Dans l'extrait sur les enjeux éthiques, relevez toutes les conséquences attribuées à l'impérialisme éthique et au relativisme éthique, en précisant l'approche concernée.

**Extrait**
━━━━━━━━
À la lumière de ces constats, deux
enjeux éthiques majeurs sont à considérer. D’abord, un débat nouveau fait
surface quant à la gestion de l’éthique en contexte de marchandage de
ressources et de capital humain entre des pays n’ayant ni les mêmes valeurs, ni
les mêmes besoins [2]. L’impérialisme éthique, qui consiste à appliquer une
éthique uniformisée pour tous, obligerait, par exemple, un pays développé à
traiter ses employés dans un pays en voie de développement selon les mêmes
normes que ses propres citoyens. En empêchant l’exploitation des plus pauvres
par les plus riches, cette méthode nierait néanmoins les besoins propres aux
gens du pays en question et les priverait d’opportunités. À l’inverse, le
relativisme éthique, qui consiste à traiter avec des normes adaptées les
citoyens de différents pays au regard de leurs contextes spécifiques, ouvre
grande la porte à l’exploitation et la hiérarchisation des humains, telle que
dénoncée dans le cas de l’entreprise indienne ici présenté, par la mise des
corps de femmes pauvres au service de couples riches à prix modique, notamment
en comparaison aux mères porteuses américaines.
━━━━━━━━
**Lignes de données**
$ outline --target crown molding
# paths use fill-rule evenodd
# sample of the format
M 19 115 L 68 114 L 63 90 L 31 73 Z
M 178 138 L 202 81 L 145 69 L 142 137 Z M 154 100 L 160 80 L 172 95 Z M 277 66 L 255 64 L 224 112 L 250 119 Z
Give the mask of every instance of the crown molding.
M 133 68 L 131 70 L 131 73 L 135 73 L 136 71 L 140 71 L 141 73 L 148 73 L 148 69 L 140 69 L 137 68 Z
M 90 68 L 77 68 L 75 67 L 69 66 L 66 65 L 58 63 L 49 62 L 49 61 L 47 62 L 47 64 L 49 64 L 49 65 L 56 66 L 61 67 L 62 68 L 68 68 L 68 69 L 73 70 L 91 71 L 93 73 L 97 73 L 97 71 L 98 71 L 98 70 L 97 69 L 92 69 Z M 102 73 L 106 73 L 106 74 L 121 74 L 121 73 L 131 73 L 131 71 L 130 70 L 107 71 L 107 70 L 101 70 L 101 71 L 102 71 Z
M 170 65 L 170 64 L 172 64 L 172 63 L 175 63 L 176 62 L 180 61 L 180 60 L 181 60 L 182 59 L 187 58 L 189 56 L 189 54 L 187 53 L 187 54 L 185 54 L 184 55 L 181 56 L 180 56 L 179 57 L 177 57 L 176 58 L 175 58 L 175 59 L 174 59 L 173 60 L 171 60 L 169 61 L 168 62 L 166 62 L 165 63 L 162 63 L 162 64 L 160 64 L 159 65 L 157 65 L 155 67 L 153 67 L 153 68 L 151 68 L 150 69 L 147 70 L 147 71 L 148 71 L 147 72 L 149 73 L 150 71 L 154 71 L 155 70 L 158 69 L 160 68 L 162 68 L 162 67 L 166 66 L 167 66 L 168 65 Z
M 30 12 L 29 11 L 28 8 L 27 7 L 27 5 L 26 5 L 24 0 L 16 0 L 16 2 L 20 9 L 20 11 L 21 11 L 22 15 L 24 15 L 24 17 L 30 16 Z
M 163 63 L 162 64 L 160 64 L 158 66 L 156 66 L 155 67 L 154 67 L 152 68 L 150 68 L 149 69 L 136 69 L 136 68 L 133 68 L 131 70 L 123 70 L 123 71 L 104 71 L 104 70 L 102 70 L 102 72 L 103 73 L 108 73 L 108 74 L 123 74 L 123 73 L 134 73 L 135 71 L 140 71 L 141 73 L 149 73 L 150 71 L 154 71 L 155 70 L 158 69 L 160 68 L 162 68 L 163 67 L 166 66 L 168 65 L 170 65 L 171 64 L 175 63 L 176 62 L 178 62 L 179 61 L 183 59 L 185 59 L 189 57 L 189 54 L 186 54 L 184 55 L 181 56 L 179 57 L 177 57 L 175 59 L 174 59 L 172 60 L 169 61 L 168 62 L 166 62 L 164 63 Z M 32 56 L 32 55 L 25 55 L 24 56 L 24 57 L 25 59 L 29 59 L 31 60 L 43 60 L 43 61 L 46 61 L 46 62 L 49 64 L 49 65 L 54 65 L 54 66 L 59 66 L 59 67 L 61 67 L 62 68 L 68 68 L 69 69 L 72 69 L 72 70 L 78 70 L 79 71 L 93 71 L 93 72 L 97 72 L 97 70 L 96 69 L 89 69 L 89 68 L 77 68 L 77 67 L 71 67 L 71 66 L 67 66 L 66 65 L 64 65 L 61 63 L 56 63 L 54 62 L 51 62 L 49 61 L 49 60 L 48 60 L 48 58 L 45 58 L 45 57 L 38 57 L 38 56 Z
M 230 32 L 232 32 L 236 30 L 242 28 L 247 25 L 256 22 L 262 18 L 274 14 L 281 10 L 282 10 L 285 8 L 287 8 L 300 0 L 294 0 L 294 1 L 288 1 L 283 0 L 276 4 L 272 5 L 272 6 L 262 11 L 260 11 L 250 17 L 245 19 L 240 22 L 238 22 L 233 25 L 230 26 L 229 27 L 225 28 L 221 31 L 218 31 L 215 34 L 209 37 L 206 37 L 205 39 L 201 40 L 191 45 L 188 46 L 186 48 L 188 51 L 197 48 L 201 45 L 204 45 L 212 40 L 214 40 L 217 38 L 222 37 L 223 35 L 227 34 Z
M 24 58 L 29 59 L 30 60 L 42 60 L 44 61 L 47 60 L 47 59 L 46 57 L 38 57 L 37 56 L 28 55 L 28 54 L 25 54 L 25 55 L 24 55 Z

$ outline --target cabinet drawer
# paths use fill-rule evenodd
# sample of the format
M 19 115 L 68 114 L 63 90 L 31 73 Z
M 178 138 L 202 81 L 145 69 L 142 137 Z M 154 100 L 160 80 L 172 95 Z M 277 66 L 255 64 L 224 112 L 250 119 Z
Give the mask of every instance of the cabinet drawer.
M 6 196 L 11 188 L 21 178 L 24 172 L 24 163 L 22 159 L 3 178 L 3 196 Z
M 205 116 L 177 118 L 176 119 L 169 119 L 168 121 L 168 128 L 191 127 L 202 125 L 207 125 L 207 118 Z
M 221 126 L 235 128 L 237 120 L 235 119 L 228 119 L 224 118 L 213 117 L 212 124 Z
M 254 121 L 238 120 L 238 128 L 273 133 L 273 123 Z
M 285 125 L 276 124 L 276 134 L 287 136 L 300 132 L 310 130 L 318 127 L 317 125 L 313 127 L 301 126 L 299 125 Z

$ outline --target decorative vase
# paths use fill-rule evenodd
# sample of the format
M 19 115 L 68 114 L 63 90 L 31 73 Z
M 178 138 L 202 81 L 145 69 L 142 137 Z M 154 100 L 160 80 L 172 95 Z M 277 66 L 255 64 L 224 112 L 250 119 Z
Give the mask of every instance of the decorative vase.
━━━━━━━━
**Corrigé**
Impérialisme éthique :
- il empêcherait l'exploitation des plus pauvres par les plus riches ;
- il nierait les besoins propres aux gens du pays en question ;
- il les priverait d'opportunités.

Relativisme éthique :
- il ouvre grande la porte à l'exploitation et la hiérarchisation des humains.